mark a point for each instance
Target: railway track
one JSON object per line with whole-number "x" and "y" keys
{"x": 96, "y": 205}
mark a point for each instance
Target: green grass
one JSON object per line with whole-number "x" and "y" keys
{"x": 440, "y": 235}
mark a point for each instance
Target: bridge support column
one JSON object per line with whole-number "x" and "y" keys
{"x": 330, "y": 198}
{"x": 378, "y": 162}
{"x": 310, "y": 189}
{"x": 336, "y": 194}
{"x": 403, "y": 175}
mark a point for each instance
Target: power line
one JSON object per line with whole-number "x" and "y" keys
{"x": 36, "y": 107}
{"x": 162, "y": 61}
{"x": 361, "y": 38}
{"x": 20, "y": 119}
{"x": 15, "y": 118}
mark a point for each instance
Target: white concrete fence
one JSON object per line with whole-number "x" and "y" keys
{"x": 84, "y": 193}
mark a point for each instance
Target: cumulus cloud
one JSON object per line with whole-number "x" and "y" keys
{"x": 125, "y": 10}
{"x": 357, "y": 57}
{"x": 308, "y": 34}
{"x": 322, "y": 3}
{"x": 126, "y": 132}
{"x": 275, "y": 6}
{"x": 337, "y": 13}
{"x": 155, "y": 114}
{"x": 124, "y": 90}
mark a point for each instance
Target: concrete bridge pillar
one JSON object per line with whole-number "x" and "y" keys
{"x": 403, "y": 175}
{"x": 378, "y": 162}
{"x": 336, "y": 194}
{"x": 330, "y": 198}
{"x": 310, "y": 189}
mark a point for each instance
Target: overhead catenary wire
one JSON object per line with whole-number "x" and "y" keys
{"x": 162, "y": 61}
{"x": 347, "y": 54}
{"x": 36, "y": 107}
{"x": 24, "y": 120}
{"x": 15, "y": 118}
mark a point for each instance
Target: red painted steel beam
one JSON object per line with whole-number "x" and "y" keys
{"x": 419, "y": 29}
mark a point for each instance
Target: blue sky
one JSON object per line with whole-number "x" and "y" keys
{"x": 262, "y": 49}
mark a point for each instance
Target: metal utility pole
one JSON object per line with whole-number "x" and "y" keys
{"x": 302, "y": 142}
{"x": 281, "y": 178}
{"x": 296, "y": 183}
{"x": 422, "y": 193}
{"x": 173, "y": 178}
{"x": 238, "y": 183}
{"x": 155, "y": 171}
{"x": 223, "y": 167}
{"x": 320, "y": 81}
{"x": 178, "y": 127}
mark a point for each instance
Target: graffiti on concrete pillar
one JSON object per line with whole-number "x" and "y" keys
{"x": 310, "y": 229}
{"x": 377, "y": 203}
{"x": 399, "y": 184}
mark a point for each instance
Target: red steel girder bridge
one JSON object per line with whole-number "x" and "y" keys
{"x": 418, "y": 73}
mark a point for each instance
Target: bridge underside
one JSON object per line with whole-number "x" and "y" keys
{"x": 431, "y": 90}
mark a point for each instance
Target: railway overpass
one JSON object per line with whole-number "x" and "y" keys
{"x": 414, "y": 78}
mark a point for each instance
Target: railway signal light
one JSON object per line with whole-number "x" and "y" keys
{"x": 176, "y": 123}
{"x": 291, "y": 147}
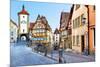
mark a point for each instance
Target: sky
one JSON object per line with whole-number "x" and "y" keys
{"x": 51, "y": 11}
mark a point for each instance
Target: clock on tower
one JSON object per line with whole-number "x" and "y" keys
{"x": 23, "y": 20}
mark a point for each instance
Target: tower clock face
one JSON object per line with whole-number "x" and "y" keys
{"x": 23, "y": 22}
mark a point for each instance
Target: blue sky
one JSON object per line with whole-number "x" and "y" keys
{"x": 51, "y": 11}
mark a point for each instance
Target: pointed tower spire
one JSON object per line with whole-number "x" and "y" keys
{"x": 23, "y": 7}
{"x": 38, "y": 18}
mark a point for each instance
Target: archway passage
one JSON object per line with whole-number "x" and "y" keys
{"x": 24, "y": 37}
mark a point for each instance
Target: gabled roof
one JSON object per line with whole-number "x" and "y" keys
{"x": 56, "y": 31}
{"x": 31, "y": 25}
{"x": 13, "y": 22}
{"x": 23, "y": 11}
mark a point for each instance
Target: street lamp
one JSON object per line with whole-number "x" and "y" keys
{"x": 86, "y": 33}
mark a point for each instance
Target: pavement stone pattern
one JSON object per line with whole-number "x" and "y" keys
{"x": 22, "y": 55}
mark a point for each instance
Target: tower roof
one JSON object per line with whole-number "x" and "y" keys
{"x": 56, "y": 31}
{"x": 23, "y": 11}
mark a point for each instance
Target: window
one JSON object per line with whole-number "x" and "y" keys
{"x": 82, "y": 16}
{"x": 73, "y": 40}
{"x": 23, "y": 30}
{"x": 78, "y": 20}
{"x": 77, "y": 39}
{"x": 77, "y": 6}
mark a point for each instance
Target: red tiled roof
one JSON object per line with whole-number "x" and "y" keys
{"x": 31, "y": 25}
{"x": 23, "y": 11}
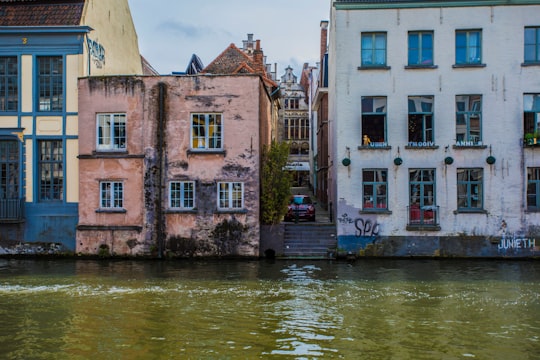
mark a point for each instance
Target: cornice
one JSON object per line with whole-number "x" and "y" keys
{"x": 412, "y": 4}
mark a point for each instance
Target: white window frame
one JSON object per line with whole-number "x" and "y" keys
{"x": 226, "y": 193}
{"x": 206, "y": 142}
{"x": 179, "y": 195}
{"x": 113, "y": 196}
{"x": 106, "y": 139}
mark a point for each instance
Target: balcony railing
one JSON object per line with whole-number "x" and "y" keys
{"x": 423, "y": 215}
{"x": 11, "y": 210}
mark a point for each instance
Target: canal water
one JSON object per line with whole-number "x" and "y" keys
{"x": 368, "y": 309}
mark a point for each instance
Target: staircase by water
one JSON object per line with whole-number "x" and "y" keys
{"x": 309, "y": 240}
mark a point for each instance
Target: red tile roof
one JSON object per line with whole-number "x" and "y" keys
{"x": 41, "y": 12}
{"x": 234, "y": 61}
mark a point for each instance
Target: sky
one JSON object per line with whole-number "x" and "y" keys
{"x": 171, "y": 31}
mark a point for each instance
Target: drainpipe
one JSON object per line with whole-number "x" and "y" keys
{"x": 160, "y": 151}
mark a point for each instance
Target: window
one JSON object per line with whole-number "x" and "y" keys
{"x": 531, "y": 116}
{"x": 296, "y": 129}
{"x": 421, "y": 121}
{"x": 375, "y": 185}
{"x": 373, "y": 49}
{"x": 9, "y": 170}
{"x": 292, "y": 103}
{"x": 468, "y": 47}
{"x": 374, "y": 119}
{"x": 206, "y": 131}
{"x": 420, "y": 48}
{"x": 469, "y": 188}
{"x": 230, "y": 195}
{"x": 111, "y": 195}
{"x": 533, "y": 188}
{"x": 468, "y": 120}
{"x": 111, "y": 132}
{"x": 182, "y": 194}
{"x": 50, "y": 170}
{"x": 9, "y": 85}
{"x": 50, "y": 83}
{"x": 422, "y": 208}
{"x": 532, "y": 44}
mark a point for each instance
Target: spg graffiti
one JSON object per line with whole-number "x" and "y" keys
{"x": 364, "y": 227}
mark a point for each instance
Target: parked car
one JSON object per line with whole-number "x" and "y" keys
{"x": 300, "y": 207}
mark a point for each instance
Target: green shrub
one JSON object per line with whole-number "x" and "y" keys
{"x": 275, "y": 183}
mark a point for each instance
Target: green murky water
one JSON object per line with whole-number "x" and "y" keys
{"x": 374, "y": 309}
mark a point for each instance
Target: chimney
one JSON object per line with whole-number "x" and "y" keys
{"x": 324, "y": 37}
{"x": 258, "y": 58}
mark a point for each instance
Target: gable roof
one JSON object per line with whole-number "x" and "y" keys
{"x": 41, "y": 12}
{"x": 235, "y": 61}
{"x": 229, "y": 61}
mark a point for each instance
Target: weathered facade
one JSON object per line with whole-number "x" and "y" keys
{"x": 44, "y": 47}
{"x": 170, "y": 165}
{"x": 429, "y": 106}
{"x": 319, "y": 108}
{"x": 294, "y": 127}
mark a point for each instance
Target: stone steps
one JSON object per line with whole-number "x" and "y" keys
{"x": 310, "y": 240}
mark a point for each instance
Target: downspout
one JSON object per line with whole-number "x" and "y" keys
{"x": 160, "y": 152}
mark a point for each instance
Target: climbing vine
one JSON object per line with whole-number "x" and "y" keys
{"x": 275, "y": 183}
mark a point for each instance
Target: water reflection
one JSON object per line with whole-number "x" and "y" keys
{"x": 376, "y": 309}
{"x": 307, "y": 318}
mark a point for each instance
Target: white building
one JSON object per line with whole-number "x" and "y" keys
{"x": 429, "y": 104}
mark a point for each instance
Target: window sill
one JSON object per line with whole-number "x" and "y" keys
{"x": 375, "y": 211}
{"x": 111, "y": 211}
{"x": 532, "y": 63}
{"x": 374, "y": 67}
{"x": 109, "y": 228}
{"x": 423, "y": 227}
{"x": 421, "y": 67}
{"x": 231, "y": 211}
{"x": 470, "y": 211}
{"x": 421, "y": 147}
{"x": 375, "y": 146}
{"x": 181, "y": 211}
{"x": 110, "y": 155}
{"x": 206, "y": 152}
{"x": 462, "y": 66}
{"x": 479, "y": 146}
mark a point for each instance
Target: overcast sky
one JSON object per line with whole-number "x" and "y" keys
{"x": 171, "y": 31}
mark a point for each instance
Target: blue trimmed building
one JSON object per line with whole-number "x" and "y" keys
{"x": 45, "y": 46}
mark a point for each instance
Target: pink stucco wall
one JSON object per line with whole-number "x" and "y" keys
{"x": 146, "y": 224}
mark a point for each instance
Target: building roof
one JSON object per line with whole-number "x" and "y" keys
{"x": 373, "y": 4}
{"x": 41, "y": 12}
{"x": 235, "y": 61}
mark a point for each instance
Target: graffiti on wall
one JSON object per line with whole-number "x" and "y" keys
{"x": 513, "y": 241}
{"x": 363, "y": 227}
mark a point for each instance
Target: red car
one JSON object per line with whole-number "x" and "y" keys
{"x": 300, "y": 208}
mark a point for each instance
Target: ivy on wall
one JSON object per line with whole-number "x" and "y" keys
{"x": 275, "y": 183}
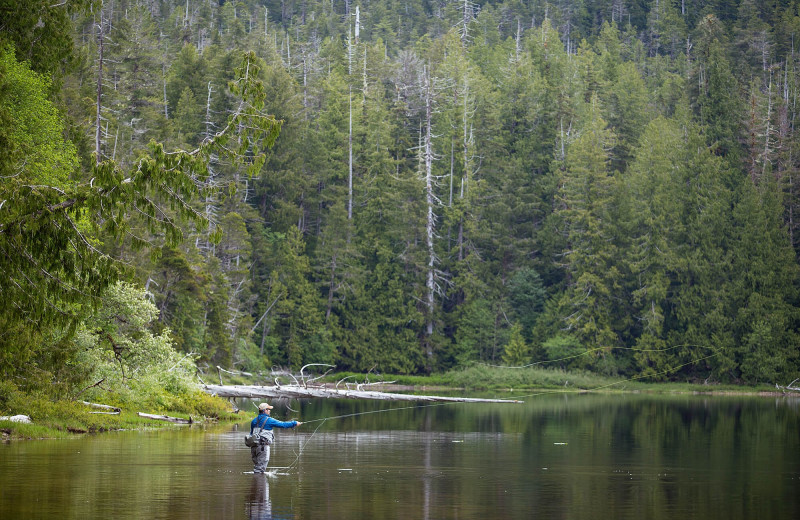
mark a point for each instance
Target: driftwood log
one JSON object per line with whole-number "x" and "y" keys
{"x": 176, "y": 420}
{"x": 301, "y": 392}
{"x": 113, "y": 409}
{"x": 788, "y": 387}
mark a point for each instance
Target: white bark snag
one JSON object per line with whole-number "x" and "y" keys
{"x": 300, "y": 392}
{"x": 98, "y": 116}
{"x": 430, "y": 200}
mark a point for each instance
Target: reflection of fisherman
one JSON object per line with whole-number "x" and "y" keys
{"x": 259, "y": 506}
{"x": 260, "y": 453}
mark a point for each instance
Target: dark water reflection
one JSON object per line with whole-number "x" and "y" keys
{"x": 576, "y": 456}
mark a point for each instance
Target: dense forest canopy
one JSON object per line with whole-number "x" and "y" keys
{"x": 608, "y": 185}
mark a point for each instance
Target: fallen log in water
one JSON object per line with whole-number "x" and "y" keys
{"x": 300, "y": 392}
{"x": 101, "y": 406}
{"x": 177, "y": 420}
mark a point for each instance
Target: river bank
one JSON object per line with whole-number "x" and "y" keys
{"x": 65, "y": 418}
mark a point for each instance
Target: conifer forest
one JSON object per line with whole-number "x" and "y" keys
{"x": 400, "y": 186}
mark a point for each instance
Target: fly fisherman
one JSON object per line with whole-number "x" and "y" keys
{"x": 264, "y": 424}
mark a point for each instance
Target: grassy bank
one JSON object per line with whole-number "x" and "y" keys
{"x": 485, "y": 378}
{"x": 59, "y": 418}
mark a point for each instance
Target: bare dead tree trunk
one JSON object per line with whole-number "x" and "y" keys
{"x": 430, "y": 201}
{"x": 98, "y": 115}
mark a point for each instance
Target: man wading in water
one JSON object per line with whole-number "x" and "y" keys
{"x": 264, "y": 423}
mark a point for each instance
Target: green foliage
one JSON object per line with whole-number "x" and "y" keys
{"x": 600, "y": 186}
{"x": 517, "y": 351}
{"x": 125, "y": 356}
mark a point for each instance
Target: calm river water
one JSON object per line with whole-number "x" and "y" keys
{"x": 557, "y": 456}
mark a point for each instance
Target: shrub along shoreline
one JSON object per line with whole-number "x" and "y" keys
{"x": 66, "y": 418}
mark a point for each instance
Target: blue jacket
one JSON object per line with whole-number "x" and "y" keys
{"x": 270, "y": 423}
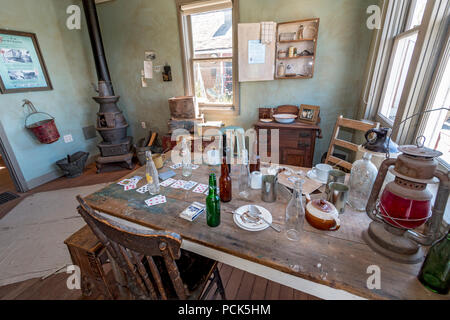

◆ **ACTIVITY**
Report each line in the preceding entries that holds the string "river".

◆ **RESPONSE**
Target: river bank
Target: calm river water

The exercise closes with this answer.